Extrait -
La transformation digitale impacte tous les pans de la société. Le système de valeurs est bouleversé, et les leaders de l’économie doivent repenser leur organisation pour s’adapter aux nouveaux usages digitaux. Réflexions et projections autour de la création de valeurs aux Enjeux E-commerce de la Fevad le 14 juin 2016 à Paris.
Le capital confiance
Longue à acquérir, la confiance peut se perdre en un claquement de doigts. Comment pérenniser la confiance dans la création de valeurs et booster l’économie ? Extraits choisis.
Être acteur du changement
Pureplayers ou entreprises traditionnelles, tous doivent s’adapter aux mutations digitales. « Dans beaucoup d’entreprises, qui sont nées avant Internet, le digital implique une forme de destruction de valeurs, car il bouscule les activités existantes », note Guillaume Pepy, président du directoire de la SNCF. « On est obligé de passer par le moment où la courbe fléchit pour pouvoir repartir à la hausse. »

Consigne 1 -
Comptez les lignes des enregistrements où figure la chaîne « ground ». Donnez uniquement ce nombre.
L'extrait et les enregistrements sont deux contenus sans lien entre eux.

Enregistrements -
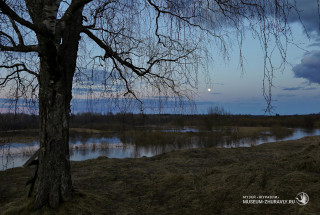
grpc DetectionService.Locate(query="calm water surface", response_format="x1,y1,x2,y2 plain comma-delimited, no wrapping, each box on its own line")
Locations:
0,129,320,170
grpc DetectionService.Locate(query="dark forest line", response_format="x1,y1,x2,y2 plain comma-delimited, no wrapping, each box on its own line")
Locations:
0,113,320,131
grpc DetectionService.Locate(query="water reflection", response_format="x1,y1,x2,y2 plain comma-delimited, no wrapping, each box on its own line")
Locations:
0,129,320,170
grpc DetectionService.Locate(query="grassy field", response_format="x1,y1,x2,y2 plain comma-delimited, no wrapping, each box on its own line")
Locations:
0,136,320,215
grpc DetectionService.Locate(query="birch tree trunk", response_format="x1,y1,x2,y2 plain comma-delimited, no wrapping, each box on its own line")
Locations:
27,2,82,208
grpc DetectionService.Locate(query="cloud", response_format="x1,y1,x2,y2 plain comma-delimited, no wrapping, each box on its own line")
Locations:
292,51,320,84
288,0,320,36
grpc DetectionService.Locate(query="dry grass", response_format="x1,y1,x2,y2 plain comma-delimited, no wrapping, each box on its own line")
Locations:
0,137,320,215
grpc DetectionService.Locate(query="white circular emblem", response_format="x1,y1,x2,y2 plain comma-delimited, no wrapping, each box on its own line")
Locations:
296,192,309,205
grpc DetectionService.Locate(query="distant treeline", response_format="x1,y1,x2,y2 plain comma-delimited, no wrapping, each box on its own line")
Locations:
0,113,320,131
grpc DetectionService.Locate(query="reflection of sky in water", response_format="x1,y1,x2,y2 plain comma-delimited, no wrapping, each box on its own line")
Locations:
0,129,320,170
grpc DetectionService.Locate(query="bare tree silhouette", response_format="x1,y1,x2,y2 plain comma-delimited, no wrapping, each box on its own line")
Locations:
0,0,310,208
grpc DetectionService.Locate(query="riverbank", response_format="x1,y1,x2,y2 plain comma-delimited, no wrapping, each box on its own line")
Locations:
0,136,320,215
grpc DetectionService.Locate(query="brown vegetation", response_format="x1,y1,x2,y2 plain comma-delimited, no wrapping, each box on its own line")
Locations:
0,136,320,215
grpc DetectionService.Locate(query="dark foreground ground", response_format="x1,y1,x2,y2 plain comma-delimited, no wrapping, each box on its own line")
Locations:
0,136,320,215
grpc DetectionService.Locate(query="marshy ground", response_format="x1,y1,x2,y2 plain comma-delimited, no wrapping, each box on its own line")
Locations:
0,136,320,215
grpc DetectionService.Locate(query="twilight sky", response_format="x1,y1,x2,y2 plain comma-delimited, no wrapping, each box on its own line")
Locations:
0,0,320,115
197,0,320,115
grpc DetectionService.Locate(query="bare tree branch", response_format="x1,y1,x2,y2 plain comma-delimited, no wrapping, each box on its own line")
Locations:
0,0,52,36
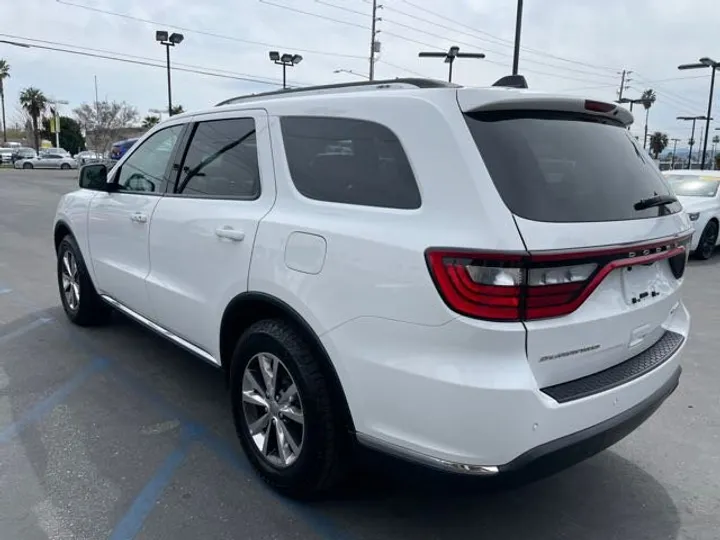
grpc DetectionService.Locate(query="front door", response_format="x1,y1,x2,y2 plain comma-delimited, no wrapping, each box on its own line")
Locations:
147,111,275,360
88,124,184,318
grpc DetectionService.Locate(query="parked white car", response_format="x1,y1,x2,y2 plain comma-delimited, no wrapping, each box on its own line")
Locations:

Consigne 2 -
Selon l'extrait, quelle fonction Guillaume Pepy occupe-t-il à la SNCF ?

Résultat 1 -
2

Résultat 2 -
Il est président du directoire de la SNCF.